## REQUIRED TASKS
a – Retype the workplace inclusion interview from "Another roadblock has" up to and including "save our business.".
b – Continue the interview on inclusion and mental health at work from where it stops.

## READING TEXT
What challenges have you faced along the way?

Having reached senior leadership roles has meant I’ve often been the ‘only’ one: the only woman, the only person of colour. I’ve faced unconscious biases and microaggressions untold times, and they don’t always present themselves in ways you’d expect. When I worked in fashion, my assistant would often be mistaken for my boss. Other times I’d be invited onto a pitch to tick a diversity box, to brown the team up.

Another roadblock has been helping organisations realise that building an active, positive mental health culture has to go further than a yoga class on World Mental Health Day. The impact of opening up the discourse around mental health can’t be understated, because being proactive in this area protects both employees and businesses – 12.4% of sick days in 2018 were attributed to mental health.

What has been your biggest achievement to date?

It’s been a turbulent 2020 for everyone, but my biggest achievement has been what the Utopians – my work family – have accomplished this year.

Interactive, face-to-face workshops were the glue of our business, so lockdown meant our entire model was thrown off balance. We had to completely pivot overnight to save our business.

But everyone at Utopia got stuck in, helped make that shift to virtual, and steered us to our most successful quarter as a business to date. Even though we’re doing it remotely, seeing the impact we have on clients and having authentic conversations with them on a daily basis is a huge personal reward.

Despite the challenges, it’s amazing to see employers start to reach out and genuinely want to put inclusion and mental wellbeing at the core of their strategies.

How do you feel about mentoring? Have you mentored anyone or are you someone’s mentee?

I’ve seen the value of mentorship on both sides of the coin. It’s been essential to my own journey, and I’ve seen how it changes the lives of others. I wouldn’t be where I am today without it.

## EXTRACTED RECORDS
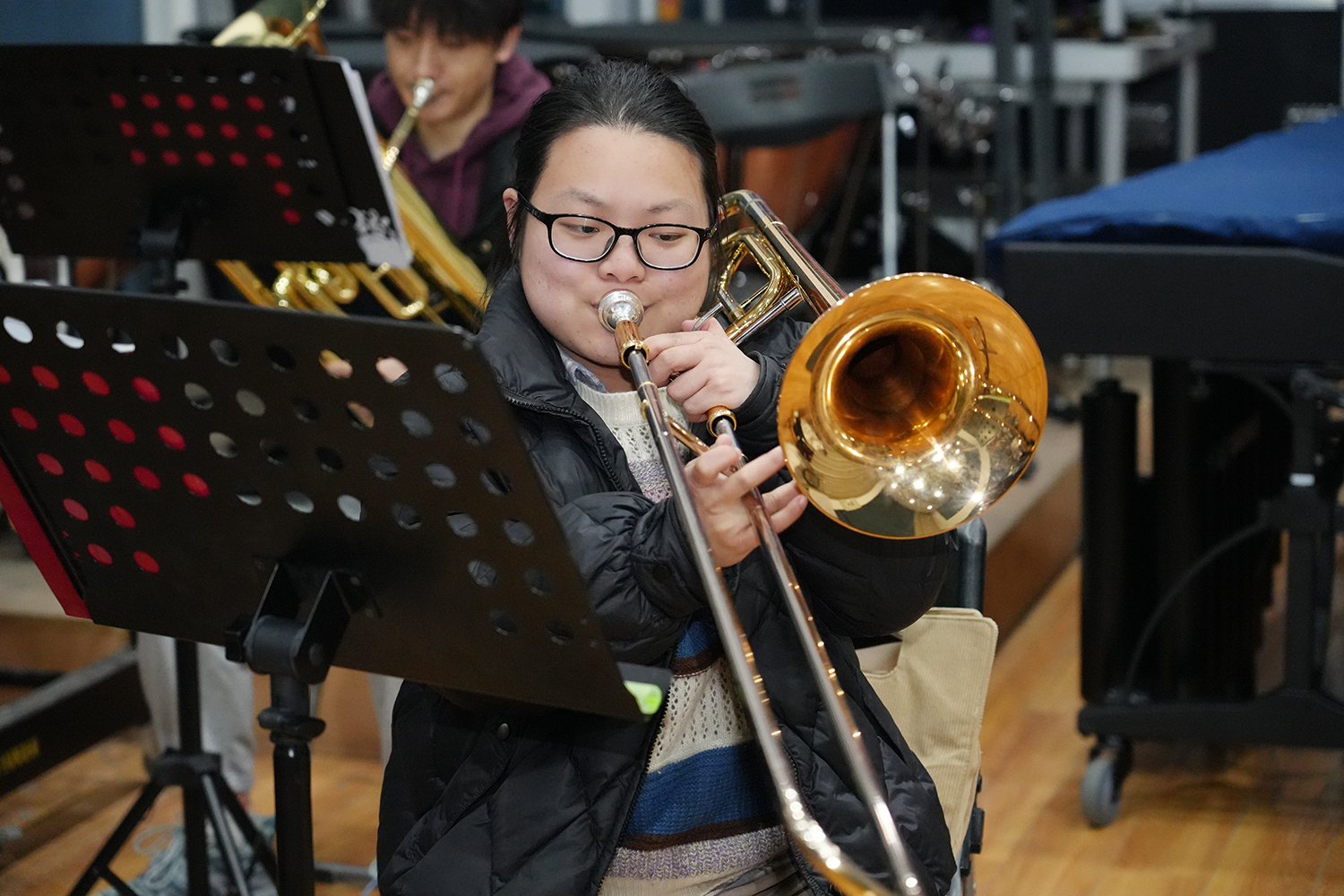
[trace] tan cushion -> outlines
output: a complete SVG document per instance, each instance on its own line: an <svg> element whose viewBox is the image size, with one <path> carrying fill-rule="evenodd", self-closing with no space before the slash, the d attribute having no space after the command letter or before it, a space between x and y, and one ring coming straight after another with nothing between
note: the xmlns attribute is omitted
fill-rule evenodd
<svg viewBox="0 0 1344 896"><path fill-rule="evenodd" d="M976 805L980 724L999 626L978 610L934 607L899 638L864 647L859 664L933 776L952 852L960 856Z"/></svg>

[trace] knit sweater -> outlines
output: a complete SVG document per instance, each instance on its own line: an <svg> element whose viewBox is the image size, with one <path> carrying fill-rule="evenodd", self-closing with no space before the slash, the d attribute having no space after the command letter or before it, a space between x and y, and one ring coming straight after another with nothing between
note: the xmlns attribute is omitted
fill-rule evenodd
<svg viewBox="0 0 1344 896"><path fill-rule="evenodd" d="M671 489L640 395L599 391L570 363L566 367L621 443L644 494L665 498ZM688 426L681 408L660 392L668 414ZM601 896L706 893L786 848L759 750L707 611L692 618L677 643L672 676L640 797Z"/></svg>

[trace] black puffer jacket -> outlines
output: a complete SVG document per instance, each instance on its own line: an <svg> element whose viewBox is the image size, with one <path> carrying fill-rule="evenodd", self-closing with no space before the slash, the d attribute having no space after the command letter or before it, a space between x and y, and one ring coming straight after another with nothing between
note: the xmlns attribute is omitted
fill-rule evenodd
<svg viewBox="0 0 1344 896"><path fill-rule="evenodd" d="M738 408L738 437L751 457L775 445L774 396L798 339L801 329L774 326L745 347L762 371ZM517 408L613 652L622 661L665 665L688 618L706 603L671 501L642 496L616 438L566 379L516 274L491 300L481 340ZM946 892L954 860L933 782L863 678L849 638L894 631L927 610L953 541L857 536L812 509L784 539L896 823ZM840 746L758 553L724 572L794 774L832 840L890 885L867 809L843 783ZM382 892L593 896L656 729L563 711L468 707L406 684L383 780ZM816 872L804 873L816 893L833 892Z"/></svg>

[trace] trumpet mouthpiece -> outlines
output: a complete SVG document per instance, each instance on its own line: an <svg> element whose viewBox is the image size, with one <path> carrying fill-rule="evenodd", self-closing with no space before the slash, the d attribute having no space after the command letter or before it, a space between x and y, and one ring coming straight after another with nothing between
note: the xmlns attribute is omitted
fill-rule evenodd
<svg viewBox="0 0 1344 896"><path fill-rule="evenodd" d="M429 95L431 93L434 93L434 79L421 78L415 82L415 86L411 87L411 106L417 110L423 107L423 105L429 102Z"/></svg>
<svg viewBox="0 0 1344 896"><path fill-rule="evenodd" d="M617 324L624 321L638 324L644 320L644 304L628 289L613 289L598 302L597 314L602 326L614 333Z"/></svg>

## TASK RESULTS
a –
Another roadblock has been helping organisations realise that building an active, positive mental health culture has to go further than a yoga class on World Mental Health Day. The impact of opening up the discourse around mental health can’t be understated, because being proactive in this area protects both employees and businesses – 12.4% of sick days in 2018 were attributed to mental health.

What has been your biggest achievement to date?

It’s been a turbulent 2020 for everyone, but my biggest achievement has been what the Utopians – my work family – have accomplished this year.

Interactive, face-to-face workshops were the glue of our business, so lockdown meant our entire model was thrown off balance. We had to completely pivot overnight to save our business.

b –
Mentorship doesn’t have to be a financial exchange, nor does it involve being psychoanalysed in an office chair. It’s about having consistent, unwavering support. Loneliness and shame are two traits born out of poor mental health, and they make those suffering reluctant to reach out. Having someone to proactively check in, listen to you and signpost what to do next is invaluable.

What one thing do you believe has been a major factor in you achieving success?

Ten years ago, success would’ve meant something very different to what it means to me now. Success was getting Kate Moss in the showroom, winning an industry award – that sort of stuff.

Now, success is having a job I’m passionate about and using my lived experience to drive tangible change and help people. So in that sense, the thing driving that success is knowing I’ll be listened to, being my full self and pulling no punches in a role I love.

If you could give one piece of advice to your younger self what would it be?

If I were to meet my fourteen-year-old self, I’d let her know that she belongs (not that she’d have believed me!). Presenteeism played a huge role in my early career, and I would have felt more comfortable and authentic if I felt like I truly belonged, at my core.

I spent years believing my struggles with anxiety would become office gossip, so I’d compensate through presenteeism and parties. In fact, the title of Surviving Sundays comes from the dread of returning to work every Monday, because colleagues would ask how my weekend was and I’d have to lie.

So, I’d tell my younger self that she won’t have to hide forever. There are safe spaces, there are others with similar experiences who will listen, and there’s a place for you.

What is your next challenge and what are you hoping to achieve in the future?

The global pandemic has affected everyone in unique ways. The next challenge is to make it understood that just because you don’t have a mental health diagnosis, doesn’t mean you’re not struggling with your mental health. There are very real anxieties over finances, health and our loved ones across all levels of society. The sooner people realise this and act on it, the conversation around mental health will become even easier to facilitate.